• TO DO:
Would you please return the line containing "Would you be able to point at the creamy" and all the lines after it through the end of the records below, unchanged and on their own?

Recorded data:
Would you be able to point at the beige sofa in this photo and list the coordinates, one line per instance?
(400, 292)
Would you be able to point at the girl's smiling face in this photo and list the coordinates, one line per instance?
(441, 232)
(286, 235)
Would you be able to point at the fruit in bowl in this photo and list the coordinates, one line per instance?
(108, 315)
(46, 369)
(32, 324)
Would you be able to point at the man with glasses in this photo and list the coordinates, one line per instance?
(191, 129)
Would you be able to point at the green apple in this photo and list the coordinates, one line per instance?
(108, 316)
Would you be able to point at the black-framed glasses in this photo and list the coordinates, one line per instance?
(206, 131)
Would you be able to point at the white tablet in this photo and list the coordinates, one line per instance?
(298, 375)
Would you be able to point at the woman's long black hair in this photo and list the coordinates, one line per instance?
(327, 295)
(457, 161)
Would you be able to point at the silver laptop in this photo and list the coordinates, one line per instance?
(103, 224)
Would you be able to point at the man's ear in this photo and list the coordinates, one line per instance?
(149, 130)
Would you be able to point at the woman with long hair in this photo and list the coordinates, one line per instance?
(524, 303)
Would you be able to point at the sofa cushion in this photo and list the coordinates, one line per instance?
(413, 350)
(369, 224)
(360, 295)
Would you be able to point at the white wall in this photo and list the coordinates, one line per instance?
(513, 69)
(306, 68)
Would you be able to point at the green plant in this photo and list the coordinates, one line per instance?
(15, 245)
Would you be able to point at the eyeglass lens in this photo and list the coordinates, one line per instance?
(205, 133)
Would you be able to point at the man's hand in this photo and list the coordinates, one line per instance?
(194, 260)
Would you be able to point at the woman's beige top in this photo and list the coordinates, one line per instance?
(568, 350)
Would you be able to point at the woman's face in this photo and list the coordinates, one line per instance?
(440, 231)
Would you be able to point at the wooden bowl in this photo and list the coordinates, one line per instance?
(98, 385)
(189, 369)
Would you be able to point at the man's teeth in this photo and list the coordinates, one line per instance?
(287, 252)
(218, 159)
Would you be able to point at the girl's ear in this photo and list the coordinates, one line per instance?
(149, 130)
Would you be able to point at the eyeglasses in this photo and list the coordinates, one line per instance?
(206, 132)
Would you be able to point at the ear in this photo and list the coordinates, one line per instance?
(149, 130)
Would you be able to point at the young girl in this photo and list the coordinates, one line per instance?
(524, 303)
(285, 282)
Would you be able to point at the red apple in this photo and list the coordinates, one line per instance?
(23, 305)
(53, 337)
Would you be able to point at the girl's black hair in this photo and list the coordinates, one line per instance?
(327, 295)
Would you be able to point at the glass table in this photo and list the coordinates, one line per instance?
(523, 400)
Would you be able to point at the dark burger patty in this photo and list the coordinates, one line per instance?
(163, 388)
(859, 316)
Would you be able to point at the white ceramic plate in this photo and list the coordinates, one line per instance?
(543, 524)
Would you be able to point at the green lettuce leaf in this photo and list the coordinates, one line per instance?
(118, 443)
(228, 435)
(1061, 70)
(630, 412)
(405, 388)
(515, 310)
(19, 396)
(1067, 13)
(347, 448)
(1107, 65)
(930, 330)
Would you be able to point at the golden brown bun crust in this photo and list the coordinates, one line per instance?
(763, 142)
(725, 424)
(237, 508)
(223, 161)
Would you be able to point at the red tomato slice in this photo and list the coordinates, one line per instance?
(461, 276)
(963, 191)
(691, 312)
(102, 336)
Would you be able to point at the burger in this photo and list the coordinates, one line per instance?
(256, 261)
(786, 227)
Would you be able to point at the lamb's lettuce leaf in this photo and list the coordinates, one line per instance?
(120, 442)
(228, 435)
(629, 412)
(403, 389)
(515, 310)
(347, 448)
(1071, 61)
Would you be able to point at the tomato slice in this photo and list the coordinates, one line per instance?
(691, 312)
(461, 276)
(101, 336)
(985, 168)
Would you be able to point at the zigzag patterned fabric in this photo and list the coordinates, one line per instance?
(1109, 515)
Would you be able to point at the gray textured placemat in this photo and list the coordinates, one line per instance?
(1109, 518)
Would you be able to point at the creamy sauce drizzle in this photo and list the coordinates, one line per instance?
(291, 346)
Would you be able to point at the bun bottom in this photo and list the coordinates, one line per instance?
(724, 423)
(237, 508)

• SOLUTION FOR THIS TASK:
Would you be able to point at the creamy sauce drizzle in this photo and list the coordinates, one line per instance?
(291, 346)
Would you be able to point at the bun bottom in this photo and list the coordinates, one line per instance?
(724, 423)
(237, 508)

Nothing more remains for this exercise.